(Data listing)
======

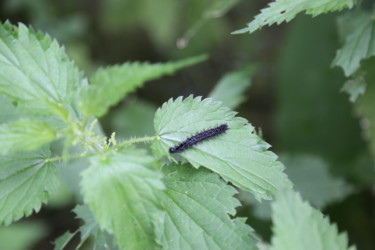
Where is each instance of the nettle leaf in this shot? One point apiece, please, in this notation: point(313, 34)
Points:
point(122, 191)
point(35, 71)
point(238, 155)
point(359, 41)
point(297, 225)
point(25, 135)
point(285, 10)
point(232, 86)
point(26, 181)
point(111, 84)
point(197, 208)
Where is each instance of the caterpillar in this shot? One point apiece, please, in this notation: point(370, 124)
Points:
point(199, 137)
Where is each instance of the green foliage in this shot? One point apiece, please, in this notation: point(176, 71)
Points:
point(285, 10)
point(197, 208)
point(239, 156)
point(25, 135)
point(26, 181)
point(109, 85)
point(232, 86)
point(122, 191)
point(35, 72)
point(358, 31)
point(297, 225)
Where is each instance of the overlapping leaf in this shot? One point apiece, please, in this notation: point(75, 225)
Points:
point(122, 191)
point(26, 181)
point(25, 135)
point(109, 85)
point(239, 155)
point(35, 71)
point(285, 10)
point(359, 32)
point(197, 208)
point(297, 225)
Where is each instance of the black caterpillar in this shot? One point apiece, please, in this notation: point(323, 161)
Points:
point(199, 137)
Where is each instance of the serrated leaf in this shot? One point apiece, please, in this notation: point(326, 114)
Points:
point(197, 208)
point(25, 135)
point(239, 155)
point(109, 85)
point(285, 10)
point(26, 181)
point(359, 42)
point(311, 177)
point(297, 225)
point(231, 87)
point(122, 192)
point(35, 71)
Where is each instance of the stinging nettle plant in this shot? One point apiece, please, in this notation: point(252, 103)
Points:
point(145, 199)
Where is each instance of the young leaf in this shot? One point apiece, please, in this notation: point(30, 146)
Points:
point(238, 155)
point(25, 135)
point(26, 181)
point(231, 87)
point(359, 42)
point(297, 225)
point(197, 208)
point(109, 85)
point(122, 192)
point(285, 10)
point(35, 71)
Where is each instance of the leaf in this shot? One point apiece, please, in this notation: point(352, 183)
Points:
point(359, 41)
point(285, 10)
point(197, 208)
point(311, 177)
point(22, 235)
point(231, 87)
point(35, 71)
point(26, 181)
point(122, 192)
point(355, 87)
point(110, 85)
point(239, 155)
point(25, 135)
point(297, 225)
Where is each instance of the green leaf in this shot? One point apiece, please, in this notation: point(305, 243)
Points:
point(239, 155)
point(311, 177)
point(359, 41)
point(355, 87)
point(285, 10)
point(22, 235)
point(297, 225)
point(122, 192)
point(232, 86)
point(25, 135)
point(26, 181)
point(110, 85)
point(197, 208)
point(35, 71)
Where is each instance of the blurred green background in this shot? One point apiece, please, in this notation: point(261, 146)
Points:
point(291, 94)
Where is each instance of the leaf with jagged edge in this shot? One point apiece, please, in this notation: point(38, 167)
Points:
point(238, 155)
point(101, 240)
point(26, 181)
point(123, 190)
point(198, 205)
point(297, 225)
point(35, 71)
point(285, 10)
point(25, 135)
point(111, 84)
point(230, 89)
point(359, 43)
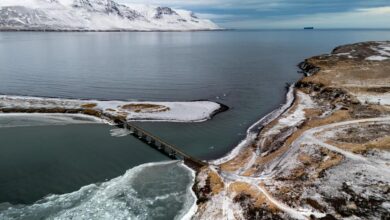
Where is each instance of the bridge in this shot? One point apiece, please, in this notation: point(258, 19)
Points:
point(162, 146)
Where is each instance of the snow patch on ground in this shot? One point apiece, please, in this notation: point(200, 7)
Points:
point(380, 99)
point(196, 111)
point(293, 119)
point(376, 58)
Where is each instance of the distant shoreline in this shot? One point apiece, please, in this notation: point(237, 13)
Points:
point(114, 30)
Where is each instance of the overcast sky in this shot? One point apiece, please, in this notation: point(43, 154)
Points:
point(265, 14)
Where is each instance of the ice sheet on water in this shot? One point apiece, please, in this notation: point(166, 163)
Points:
point(149, 191)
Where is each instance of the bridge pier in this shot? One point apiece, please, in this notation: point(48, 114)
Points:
point(165, 148)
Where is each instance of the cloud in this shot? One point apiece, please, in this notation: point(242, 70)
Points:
point(378, 17)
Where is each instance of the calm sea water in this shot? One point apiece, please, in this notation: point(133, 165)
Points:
point(246, 70)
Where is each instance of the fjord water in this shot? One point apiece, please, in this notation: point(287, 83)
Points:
point(246, 70)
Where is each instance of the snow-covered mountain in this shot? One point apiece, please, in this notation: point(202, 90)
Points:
point(95, 15)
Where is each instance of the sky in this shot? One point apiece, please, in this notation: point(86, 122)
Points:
point(286, 14)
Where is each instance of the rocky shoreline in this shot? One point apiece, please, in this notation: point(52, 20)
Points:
point(326, 157)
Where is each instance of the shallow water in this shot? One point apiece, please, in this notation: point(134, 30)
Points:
point(246, 70)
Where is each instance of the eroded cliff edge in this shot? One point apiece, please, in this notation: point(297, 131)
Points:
point(327, 156)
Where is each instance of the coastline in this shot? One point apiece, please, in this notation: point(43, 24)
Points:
point(115, 111)
point(283, 170)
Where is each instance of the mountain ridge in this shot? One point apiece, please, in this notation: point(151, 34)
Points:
point(96, 15)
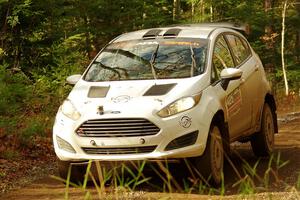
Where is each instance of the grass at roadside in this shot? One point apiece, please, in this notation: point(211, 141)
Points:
point(121, 182)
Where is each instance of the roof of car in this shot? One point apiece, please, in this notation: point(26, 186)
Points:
point(183, 31)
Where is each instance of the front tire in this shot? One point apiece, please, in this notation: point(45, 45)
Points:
point(263, 142)
point(210, 164)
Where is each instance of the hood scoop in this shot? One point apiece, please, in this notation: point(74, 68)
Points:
point(158, 90)
point(98, 92)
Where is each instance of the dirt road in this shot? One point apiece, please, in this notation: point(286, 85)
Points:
point(282, 179)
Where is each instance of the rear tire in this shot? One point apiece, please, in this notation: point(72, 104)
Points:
point(263, 142)
point(210, 164)
point(77, 172)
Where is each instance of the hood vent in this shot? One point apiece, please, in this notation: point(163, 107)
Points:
point(157, 90)
point(98, 92)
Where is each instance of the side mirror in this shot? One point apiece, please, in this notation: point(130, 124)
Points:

======

SHORT TASK
Copy every record above word for word, but omit the pictures.

WRITTEN REPLY
Where is each instance of the nettle leaf in this shot? One point apiece, please, in this notation: point(313, 34)
Points:
point(122, 191)
point(35, 71)
point(238, 155)
point(359, 41)
point(297, 225)
point(25, 135)
point(285, 10)
point(232, 86)
point(26, 181)
point(111, 84)
point(197, 208)
Where is each instance of the caterpillar in this shot? One point apiece, please, in this notation: point(370, 124)
Points:
point(199, 137)
Where is each instance of the green foliage in this shot? One point apiece, please, in this notation: point(176, 71)
Points:
point(285, 10)
point(197, 208)
point(239, 156)
point(25, 135)
point(26, 181)
point(109, 85)
point(232, 86)
point(122, 191)
point(35, 72)
point(358, 31)
point(297, 225)
Where is each instance of the overlapping leaf in this shot? One point apiece, please, in this notation: point(75, 225)
Points:
point(122, 191)
point(26, 181)
point(25, 135)
point(109, 85)
point(239, 155)
point(35, 71)
point(285, 10)
point(359, 32)
point(197, 208)
point(297, 225)
Where is each instance of the black caterpillar in this shot? One point apiece, please, in this notation: point(323, 161)
Points:
point(199, 137)
Where is each instance of the serrated leaf in this shot? One point apiece, please, in this notation: point(326, 114)
Points:
point(197, 208)
point(25, 135)
point(239, 155)
point(109, 85)
point(285, 10)
point(26, 181)
point(359, 42)
point(311, 177)
point(297, 225)
point(231, 87)
point(122, 192)
point(35, 71)
Where is each instance of the stinging nettle plant in this shot? One point apiece, please, in this notation: point(252, 103)
Points:
point(145, 199)
Where is each instance of the young leaf in this shot? One point apiece, please, in this notation: point(30, 146)
Points:
point(238, 155)
point(25, 135)
point(26, 181)
point(231, 87)
point(359, 42)
point(297, 225)
point(197, 208)
point(109, 85)
point(122, 192)
point(285, 10)
point(35, 71)
Where is each instance of the leaf in this shot? One point apiece, please, in this notation: point(352, 183)
Points:
point(359, 41)
point(285, 10)
point(197, 208)
point(311, 177)
point(22, 235)
point(231, 87)
point(35, 71)
point(26, 181)
point(122, 192)
point(355, 87)
point(110, 85)
point(239, 155)
point(25, 135)
point(297, 225)
Where is each instance of the green leaf in this shot? One point apiece, please, in this notation: point(305, 243)
Points:
point(239, 155)
point(311, 177)
point(359, 41)
point(355, 87)
point(285, 10)
point(22, 235)
point(297, 225)
point(122, 192)
point(232, 86)
point(25, 135)
point(26, 181)
point(110, 85)
point(197, 208)
point(35, 71)
Where is each instance of the blurred green background in this shot? One point apiece, please, in this notation: point(261, 146)
Points:
point(291, 94)
Where is each instance of the leaf with jagged edge in this shot? One point apiece, please, in this notation: point(38, 167)
Points:
point(238, 155)
point(101, 240)
point(26, 181)
point(123, 190)
point(198, 205)
point(297, 225)
point(35, 71)
point(285, 10)
point(25, 135)
point(111, 84)
point(230, 89)
point(359, 43)
Where is each instance of the bridge in this shot? One point apiece, please, in this notation: point(258, 19)
Points:
point(162, 146)
Where is each instance of the snow patch on ground in this shot? One point apiece, please, in this notation: point(200, 7)
Points:
point(380, 99)
point(196, 111)
point(293, 119)
point(376, 58)
Where is each instance of the distant shoreline in this shot? One point apiece, please, in this notation: point(237, 13)
Points:
point(114, 30)
Where is each instance of the overcast sky in this shot? One point apiece, please, in this notation: point(43, 154)
Points:
point(265, 14)
Where is each instance of the ice sheet on water in this shot? One point apiece, please, in this notation: point(166, 163)
Points:
point(149, 191)
Where is each instance of the bridge pier in this shot? One point apiece, please, in this notation: point(48, 114)
Points:
point(165, 148)
Where is each instance of the cloud in this shot? One point apiece, please, in this notation: point(242, 70)
Points:
point(378, 17)
Where is each instance of the calm sea water in this shot? One point apiece, please, in this notation: point(133, 165)
Points:
point(246, 70)
Where is each instance of the fjord water in this shot? One point apiece, please, in this notation: point(287, 83)
Points:
point(246, 70)
Where is each instance of the snow-covered mountain in this shot? One point apiece, please, in this notation: point(202, 90)
Points:
point(95, 15)
Where is each instance of the sky in this shot? One point apiece, please, in this notation: point(86, 122)
Points:
point(286, 14)
Where is each instance of the rocky shoreline in this shot? One point apiece, please, in this notation: point(52, 20)
Points:
point(326, 157)
Where is each instance of the shallow water in this shot? One point apiece, please, in this notation: point(134, 30)
Points:
point(246, 70)
Where is each instance of the eroded cliff edge in this shot? One point apiece, please, in this notation: point(297, 131)
Points:
point(327, 156)
Where is each instance of the coastline in this shot? One point apiece, please, in this notation: point(43, 24)
Points:
point(115, 111)
point(283, 170)
Where is each instance of the mountain ridge in this shot? One point apiece, please, in this notation: point(151, 34)
Points:
point(96, 15)
Where is each instance of the grass at roadside in this shot? One point apiece, please, in this notation: point(211, 141)
Points:
point(121, 182)
Where is each instance of the roof of car in this shot? One point apiece, please, in this notation: point(26, 186)
Points:
point(183, 31)
Where is each instance of the front tire in this shot? One point apiece, please, in this notation: point(45, 45)
Points:
point(263, 142)
point(210, 164)
Where is each instance of the hood scoop in this shot? One point apiece, please, in this notation: point(74, 68)
Points:
point(158, 90)
point(98, 92)
Where is each instance of the dirt road in this shot? One point apiece, please, in this notation: point(286, 85)
Points:
point(282, 179)
Where is each instance of the rear tire in this shot? One point apiece, please, in this notation: point(72, 104)
Points:
point(263, 142)
point(210, 164)
point(77, 172)
Where is each instance of the hood vent in this shot? One point apiece, please, in this notation: point(163, 107)
Points:
point(157, 90)
point(98, 92)
Where is each instance of the side mirror in this shot? One point apiece, please, in this notation: point(130, 124)
Points:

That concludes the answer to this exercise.